** Exercise text follows **
ST. STEPHEN, N.B. -- Sirens can be heard at the Canada/U.S. land crossing whenever a major fire breaks out in St. Stephen, N.B.

It's the same story whenever there's smoke and flames in Calais, Me.

Firefighters in both border communities follow a long tradition of crossing the international border to provide help and equipment during emergencies.

"We automatically cross the border, both ways" says Sean Morton, chief of the St. Stephen Fire Department. "They come here, we go there."

The unique arrangement was chronicled in a 1937 New York Times story with the headline "Calais and St. Stephen Forget the Border In Fighting Fires…"

A 1988 piece in the Los Angeles Times quoted a former Calais city manager who said"the trucks don't stop at Customs when they're responding to a fire."

Times have changed, with 9/11 and COVID-19 in the last 20 years alone.

While the pandemic and heightened border security have impacted the cross-border fire response, it proudly continues on both sides of the St. Croix River.
** End of Exercise text **
** Data extracts follows **
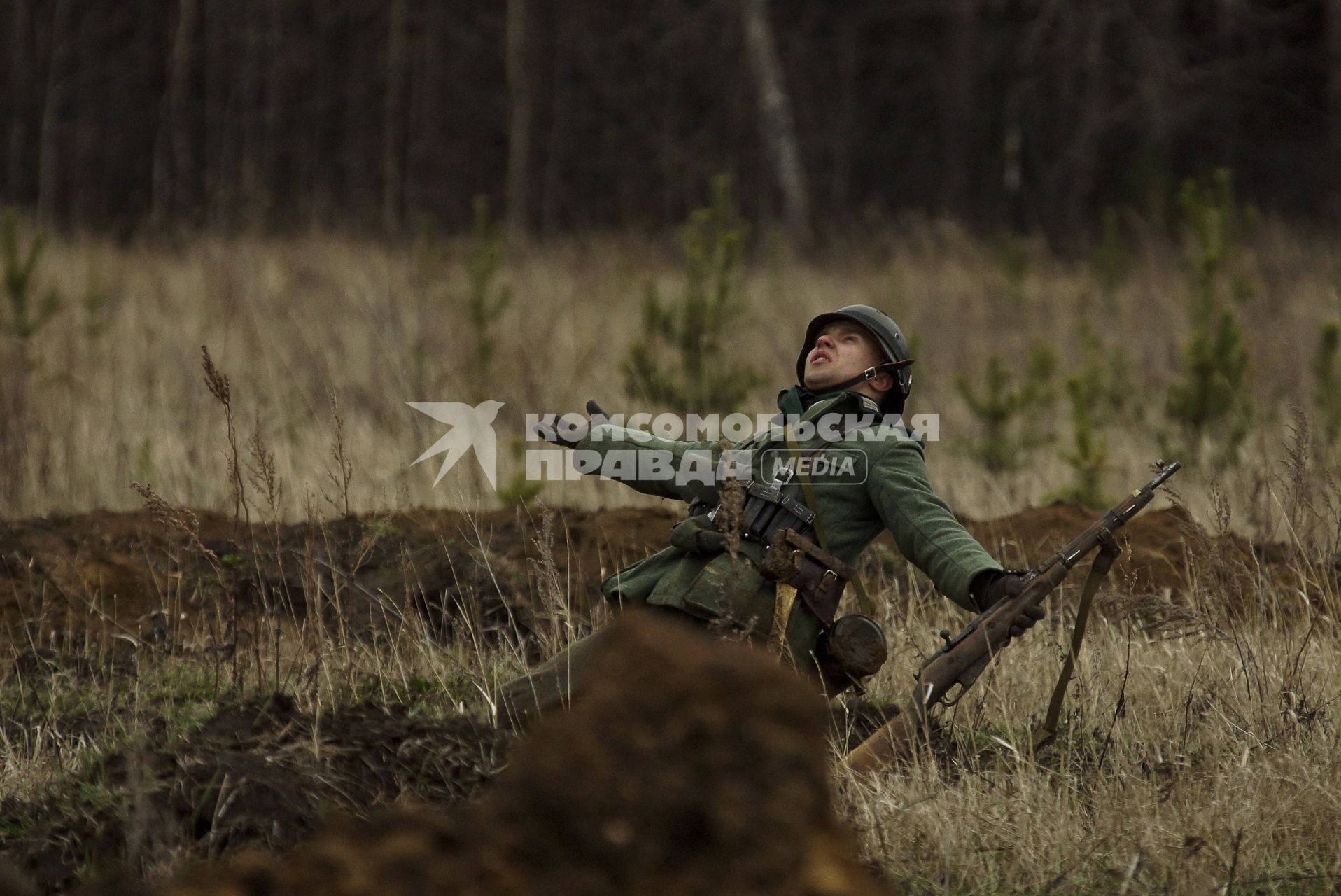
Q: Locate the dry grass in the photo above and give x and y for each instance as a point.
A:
(307, 328)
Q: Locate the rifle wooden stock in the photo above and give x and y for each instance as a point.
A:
(964, 656)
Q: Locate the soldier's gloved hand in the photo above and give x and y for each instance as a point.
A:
(1001, 587)
(556, 436)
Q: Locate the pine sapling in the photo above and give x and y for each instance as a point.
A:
(1007, 411)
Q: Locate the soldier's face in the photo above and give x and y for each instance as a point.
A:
(843, 351)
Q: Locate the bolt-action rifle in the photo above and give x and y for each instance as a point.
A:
(964, 656)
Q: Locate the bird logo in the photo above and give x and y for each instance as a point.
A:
(470, 427)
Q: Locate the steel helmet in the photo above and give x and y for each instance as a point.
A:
(890, 338)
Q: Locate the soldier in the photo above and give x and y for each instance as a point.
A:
(775, 557)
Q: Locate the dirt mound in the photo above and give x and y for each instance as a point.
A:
(259, 773)
(691, 768)
(494, 573)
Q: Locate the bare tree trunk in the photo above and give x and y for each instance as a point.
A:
(519, 132)
(48, 141)
(775, 118)
(393, 117)
(172, 149)
(20, 90)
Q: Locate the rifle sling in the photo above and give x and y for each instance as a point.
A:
(1108, 552)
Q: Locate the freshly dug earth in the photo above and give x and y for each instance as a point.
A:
(259, 773)
(689, 768)
(132, 575)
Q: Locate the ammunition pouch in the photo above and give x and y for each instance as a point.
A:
(767, 510)
(818, 575)
(850, 648)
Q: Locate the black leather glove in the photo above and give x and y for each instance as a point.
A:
(554, 436)
(991, 588)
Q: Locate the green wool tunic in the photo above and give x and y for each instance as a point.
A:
(894, 494)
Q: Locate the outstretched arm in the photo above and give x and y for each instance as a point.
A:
(923, 525)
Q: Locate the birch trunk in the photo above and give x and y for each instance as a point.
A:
(775, 118)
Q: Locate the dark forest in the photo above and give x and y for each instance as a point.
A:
(372, 114)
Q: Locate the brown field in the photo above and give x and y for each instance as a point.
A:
(143, 652)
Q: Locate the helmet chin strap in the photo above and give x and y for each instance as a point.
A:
(871, 373)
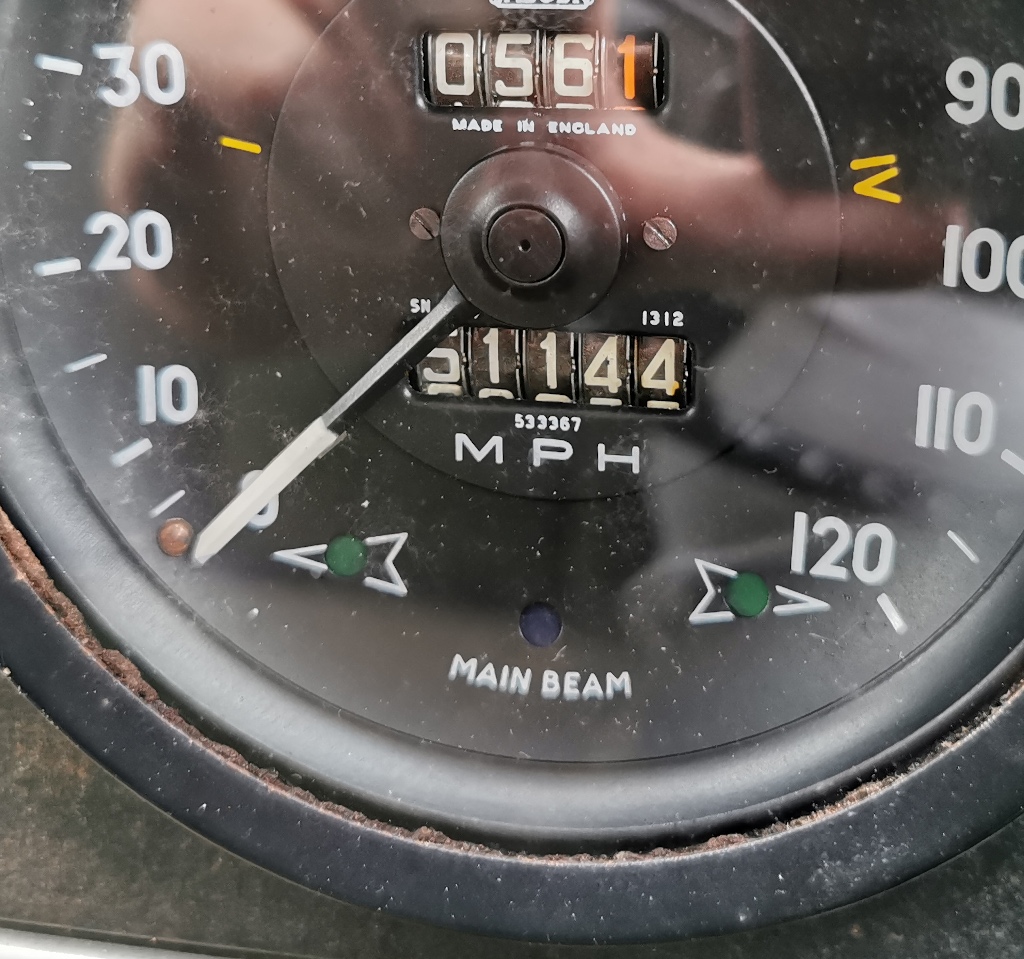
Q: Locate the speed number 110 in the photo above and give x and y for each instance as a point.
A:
(547, 71)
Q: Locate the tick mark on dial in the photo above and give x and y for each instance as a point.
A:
(58, 64)
(57, 267)
(87, 362)
(130, 453)
(964, 548)
(893, 614)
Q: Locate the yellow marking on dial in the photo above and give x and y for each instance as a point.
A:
(246, 146)
(871, 186)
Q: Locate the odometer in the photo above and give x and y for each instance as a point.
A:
(560, 440)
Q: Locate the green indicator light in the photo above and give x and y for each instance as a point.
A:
(748, 596)
(346, 556)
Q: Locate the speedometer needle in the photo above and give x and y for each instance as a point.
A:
(317, 439)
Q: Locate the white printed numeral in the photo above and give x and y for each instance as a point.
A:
(268, 515)
(565, 66)
(464, 82)
(523, 63)
(603, 369)
(169, 395)
(161, 77)
(146, 236)
(873, 549)
(968, 80)
(944, 421)
(984, 260)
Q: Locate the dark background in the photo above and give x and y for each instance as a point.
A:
(81, 854)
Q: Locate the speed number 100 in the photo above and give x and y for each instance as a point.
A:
(543, 71)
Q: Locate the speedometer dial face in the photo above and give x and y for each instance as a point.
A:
(627, 392)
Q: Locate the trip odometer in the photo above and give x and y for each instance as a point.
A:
(542, 434)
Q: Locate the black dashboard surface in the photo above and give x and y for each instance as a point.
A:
(82, 855)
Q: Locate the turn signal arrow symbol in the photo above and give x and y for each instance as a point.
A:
(871, 186)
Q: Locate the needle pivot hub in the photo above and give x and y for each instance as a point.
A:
(532, 237)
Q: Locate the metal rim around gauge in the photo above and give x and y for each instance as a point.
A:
(763, 513)
(882, 835)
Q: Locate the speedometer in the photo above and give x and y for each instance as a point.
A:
(480, 446)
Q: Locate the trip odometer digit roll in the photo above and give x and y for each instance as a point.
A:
(506, 446)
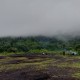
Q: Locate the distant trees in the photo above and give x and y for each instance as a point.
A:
(28, 44)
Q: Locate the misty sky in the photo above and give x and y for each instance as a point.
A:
(39, 17)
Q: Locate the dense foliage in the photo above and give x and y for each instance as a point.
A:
(35, 44)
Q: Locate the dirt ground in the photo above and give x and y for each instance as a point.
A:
(39, 67)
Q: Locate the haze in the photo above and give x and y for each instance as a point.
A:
(39, 17)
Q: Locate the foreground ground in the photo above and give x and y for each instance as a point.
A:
(39, 67)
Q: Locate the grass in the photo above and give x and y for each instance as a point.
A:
(39, 63)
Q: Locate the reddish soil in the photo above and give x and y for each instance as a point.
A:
(29, 73)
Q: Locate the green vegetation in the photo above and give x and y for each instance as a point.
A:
(37, 44)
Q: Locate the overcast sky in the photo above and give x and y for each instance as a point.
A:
(39, 17)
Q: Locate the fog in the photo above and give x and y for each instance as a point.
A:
(39, 17)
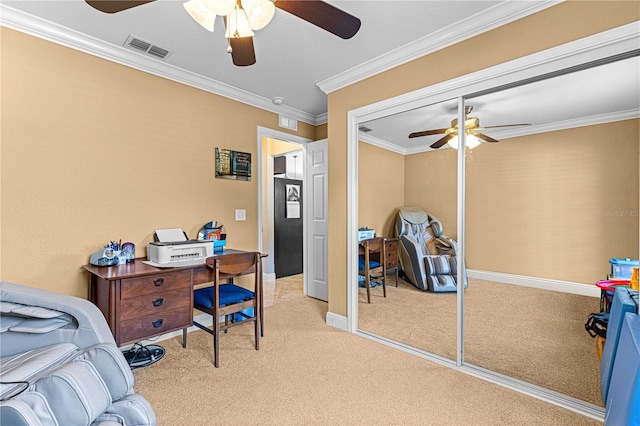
** End of Data extracts **
▸ **Set of tasks**
A - Please translate this sentence from the article on cross-border firefighting into French: "Times have changed, with 9/11 and COVID-19 in the last 20 years alone."
B - According to the article on cross-border firefighting, which newspaper ran a 1937 story about the arrangement?
C - Carry on the article on cross-border firefighting from its final sentence.

▸ **Answer section**
A - Les temps ont changé, avec le 11 septembre et la COVID-19 au cours des 20 dernières années seulement.

B - The New York Times.

C -
"We have to regularly submit our roster to border services and they basically pre-clear us," says Morton. "We've never had any issues that way."

Sharing resources between fire departments is common up and down the New Brunswick/Maine boundary line. Nearby U.S. border communities often provide equipment not immediately available in Canada, and vice-versa.

For example, firefighters in Woodstock, N.B. were able to get a major 2016 fire under control once a ladder truck from Houlton, Me. arrived.

The St. Stephen Fire Department, which has relied on Calais' ladder truck for decades, is planning to purchase its own this spring. The purchase comes as the ladder truck in Calais approaches the end of its lifespan.

"We're going to return that favour to them," says Morton. "It's a nice piece of equipment that's going to benefit the community at large, both here and across the border."